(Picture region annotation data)
===

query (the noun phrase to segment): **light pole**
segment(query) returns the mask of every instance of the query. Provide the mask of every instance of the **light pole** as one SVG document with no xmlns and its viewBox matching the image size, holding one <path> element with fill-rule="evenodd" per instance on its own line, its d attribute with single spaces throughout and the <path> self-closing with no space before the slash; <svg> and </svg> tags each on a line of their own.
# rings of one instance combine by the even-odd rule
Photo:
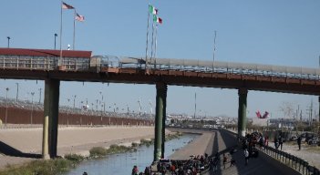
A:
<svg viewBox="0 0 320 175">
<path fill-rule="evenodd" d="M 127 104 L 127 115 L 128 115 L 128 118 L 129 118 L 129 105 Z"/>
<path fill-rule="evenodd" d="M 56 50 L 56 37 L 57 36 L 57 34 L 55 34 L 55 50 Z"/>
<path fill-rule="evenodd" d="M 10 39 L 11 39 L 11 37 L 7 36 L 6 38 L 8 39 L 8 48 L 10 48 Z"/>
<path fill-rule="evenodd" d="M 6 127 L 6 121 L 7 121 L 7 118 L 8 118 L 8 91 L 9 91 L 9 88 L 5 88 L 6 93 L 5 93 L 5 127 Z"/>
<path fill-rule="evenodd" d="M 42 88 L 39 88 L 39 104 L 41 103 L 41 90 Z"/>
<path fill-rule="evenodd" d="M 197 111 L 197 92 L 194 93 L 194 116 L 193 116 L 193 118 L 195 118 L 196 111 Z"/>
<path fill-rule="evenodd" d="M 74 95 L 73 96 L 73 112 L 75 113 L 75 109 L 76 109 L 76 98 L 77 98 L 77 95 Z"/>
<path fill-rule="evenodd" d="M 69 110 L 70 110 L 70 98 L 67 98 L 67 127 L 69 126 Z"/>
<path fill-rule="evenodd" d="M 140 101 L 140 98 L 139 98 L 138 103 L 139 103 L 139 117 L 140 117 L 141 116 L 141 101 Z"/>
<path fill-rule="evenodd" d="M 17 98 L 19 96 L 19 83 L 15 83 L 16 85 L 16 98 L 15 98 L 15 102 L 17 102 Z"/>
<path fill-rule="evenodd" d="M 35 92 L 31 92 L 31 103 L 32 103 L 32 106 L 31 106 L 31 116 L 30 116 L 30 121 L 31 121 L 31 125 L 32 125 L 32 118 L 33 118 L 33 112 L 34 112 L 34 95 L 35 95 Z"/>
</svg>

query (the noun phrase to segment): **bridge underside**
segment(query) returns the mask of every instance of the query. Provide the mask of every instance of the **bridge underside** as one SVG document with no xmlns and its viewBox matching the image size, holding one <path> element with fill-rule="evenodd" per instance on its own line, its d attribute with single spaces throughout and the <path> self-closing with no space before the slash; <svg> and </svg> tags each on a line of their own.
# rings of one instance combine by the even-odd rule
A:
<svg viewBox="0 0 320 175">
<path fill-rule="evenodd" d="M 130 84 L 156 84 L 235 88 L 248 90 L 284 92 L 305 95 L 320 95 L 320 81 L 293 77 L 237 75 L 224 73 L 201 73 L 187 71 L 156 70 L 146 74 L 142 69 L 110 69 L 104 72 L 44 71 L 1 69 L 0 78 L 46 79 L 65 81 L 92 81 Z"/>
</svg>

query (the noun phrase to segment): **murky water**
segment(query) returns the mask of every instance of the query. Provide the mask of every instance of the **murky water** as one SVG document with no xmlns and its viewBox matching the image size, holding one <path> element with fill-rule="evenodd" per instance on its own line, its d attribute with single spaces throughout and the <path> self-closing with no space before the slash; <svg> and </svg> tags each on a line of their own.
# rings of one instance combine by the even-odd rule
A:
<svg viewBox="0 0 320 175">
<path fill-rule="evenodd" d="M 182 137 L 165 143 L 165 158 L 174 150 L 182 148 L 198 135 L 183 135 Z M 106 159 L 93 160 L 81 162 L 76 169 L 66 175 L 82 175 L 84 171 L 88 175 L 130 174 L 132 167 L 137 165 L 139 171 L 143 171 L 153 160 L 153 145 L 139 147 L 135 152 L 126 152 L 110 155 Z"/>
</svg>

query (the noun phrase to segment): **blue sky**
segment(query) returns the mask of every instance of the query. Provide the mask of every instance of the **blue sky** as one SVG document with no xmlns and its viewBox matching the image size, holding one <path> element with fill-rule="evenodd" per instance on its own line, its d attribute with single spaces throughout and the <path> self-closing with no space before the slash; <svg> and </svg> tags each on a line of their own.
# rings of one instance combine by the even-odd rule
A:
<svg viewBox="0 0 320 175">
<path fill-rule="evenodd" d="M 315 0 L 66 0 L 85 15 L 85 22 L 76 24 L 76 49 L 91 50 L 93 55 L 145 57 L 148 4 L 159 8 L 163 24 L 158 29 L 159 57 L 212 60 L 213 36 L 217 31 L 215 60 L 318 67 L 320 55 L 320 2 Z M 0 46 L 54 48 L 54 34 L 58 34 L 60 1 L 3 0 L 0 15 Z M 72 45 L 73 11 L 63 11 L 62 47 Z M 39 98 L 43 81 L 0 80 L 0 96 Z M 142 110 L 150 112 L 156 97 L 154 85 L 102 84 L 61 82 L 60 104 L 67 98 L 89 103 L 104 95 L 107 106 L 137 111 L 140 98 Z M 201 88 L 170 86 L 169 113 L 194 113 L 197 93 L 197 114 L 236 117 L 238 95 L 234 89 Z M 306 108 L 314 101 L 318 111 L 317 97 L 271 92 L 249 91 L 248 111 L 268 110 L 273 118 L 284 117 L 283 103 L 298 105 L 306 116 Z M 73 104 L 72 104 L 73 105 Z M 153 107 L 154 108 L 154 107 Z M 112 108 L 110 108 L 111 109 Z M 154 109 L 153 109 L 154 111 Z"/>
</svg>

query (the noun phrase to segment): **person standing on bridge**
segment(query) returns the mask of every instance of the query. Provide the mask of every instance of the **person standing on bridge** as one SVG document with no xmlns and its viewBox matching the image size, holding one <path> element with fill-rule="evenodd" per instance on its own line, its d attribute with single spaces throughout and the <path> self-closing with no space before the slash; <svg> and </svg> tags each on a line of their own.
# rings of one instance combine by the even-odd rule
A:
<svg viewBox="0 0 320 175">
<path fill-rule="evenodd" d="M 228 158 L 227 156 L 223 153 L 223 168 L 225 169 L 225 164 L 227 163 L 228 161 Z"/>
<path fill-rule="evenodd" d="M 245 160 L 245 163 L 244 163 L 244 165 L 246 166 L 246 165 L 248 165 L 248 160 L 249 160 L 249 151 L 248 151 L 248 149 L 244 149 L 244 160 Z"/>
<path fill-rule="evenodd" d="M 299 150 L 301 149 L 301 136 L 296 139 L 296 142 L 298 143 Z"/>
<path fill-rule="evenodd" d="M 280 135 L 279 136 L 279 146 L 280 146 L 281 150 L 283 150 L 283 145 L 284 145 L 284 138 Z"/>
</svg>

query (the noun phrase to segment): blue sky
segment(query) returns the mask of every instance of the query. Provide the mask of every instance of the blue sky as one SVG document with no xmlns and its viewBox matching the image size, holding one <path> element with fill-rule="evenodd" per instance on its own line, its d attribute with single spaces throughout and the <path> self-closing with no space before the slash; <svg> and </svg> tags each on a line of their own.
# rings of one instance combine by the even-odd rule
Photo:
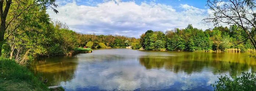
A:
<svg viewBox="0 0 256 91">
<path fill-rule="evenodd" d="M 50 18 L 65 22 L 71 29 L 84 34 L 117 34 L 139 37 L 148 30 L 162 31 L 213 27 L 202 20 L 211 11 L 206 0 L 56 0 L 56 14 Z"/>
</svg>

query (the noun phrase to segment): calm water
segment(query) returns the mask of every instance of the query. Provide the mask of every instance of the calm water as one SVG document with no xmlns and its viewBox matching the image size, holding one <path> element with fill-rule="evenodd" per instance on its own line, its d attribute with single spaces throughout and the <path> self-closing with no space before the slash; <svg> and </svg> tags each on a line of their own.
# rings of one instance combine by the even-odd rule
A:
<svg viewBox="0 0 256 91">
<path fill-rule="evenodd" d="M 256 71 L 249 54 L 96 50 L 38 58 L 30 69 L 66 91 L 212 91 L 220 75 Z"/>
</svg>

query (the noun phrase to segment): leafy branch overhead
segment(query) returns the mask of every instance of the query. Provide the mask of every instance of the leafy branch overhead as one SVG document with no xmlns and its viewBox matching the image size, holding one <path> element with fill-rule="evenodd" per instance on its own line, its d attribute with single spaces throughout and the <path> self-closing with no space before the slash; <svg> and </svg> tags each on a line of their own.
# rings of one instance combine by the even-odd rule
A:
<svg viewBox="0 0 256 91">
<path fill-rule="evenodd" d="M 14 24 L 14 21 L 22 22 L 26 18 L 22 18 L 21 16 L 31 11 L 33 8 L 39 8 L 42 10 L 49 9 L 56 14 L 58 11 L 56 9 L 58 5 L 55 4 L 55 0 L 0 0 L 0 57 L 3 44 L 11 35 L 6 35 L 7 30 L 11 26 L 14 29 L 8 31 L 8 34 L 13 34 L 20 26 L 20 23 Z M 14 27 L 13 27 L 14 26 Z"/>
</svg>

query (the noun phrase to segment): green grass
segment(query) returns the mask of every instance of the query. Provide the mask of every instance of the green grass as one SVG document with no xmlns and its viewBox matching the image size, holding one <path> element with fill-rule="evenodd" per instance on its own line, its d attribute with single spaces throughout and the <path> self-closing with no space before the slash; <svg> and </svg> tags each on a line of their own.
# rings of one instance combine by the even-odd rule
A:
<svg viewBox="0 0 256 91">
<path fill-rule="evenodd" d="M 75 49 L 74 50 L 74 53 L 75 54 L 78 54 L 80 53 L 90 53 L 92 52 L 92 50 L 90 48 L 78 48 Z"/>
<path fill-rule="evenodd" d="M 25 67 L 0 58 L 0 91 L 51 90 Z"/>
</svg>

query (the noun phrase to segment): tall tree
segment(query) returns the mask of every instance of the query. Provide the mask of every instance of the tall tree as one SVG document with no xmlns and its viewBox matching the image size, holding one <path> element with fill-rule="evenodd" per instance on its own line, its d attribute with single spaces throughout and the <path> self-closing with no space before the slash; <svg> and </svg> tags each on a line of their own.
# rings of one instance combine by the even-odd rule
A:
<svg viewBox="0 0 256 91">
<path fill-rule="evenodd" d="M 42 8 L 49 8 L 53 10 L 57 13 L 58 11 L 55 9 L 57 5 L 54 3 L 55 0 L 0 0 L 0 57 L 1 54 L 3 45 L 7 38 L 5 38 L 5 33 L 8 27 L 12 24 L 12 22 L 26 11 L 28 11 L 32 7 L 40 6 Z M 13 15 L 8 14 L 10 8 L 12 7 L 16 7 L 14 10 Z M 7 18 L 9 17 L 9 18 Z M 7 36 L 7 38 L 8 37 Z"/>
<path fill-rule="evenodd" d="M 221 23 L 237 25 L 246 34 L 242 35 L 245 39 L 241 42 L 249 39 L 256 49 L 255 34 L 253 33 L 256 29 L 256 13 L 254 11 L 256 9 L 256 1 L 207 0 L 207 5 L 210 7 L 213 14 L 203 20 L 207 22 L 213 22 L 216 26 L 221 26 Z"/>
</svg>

===

→ **To be done**
From the start of the listing through the line containing "of the **light", substitute "occurrence" for every "instance" and leave the rest of those lines unchanged.

→ **Finished answer**
query (the noun phrase to segment): **light pole**
segment(query) returns the mask of every occurrence of the query. Provide the mask of every occurrence of the **light pole** as one SVG document with no xmlns and its viewBox matching the image size, holding one <path> element with fill-rule="evenodd" per occurrence on its own line, its d attribute with single spaces throughout and the <path> self-closing with no space before the slash; <svg> and </svg> tags each on a line of their own.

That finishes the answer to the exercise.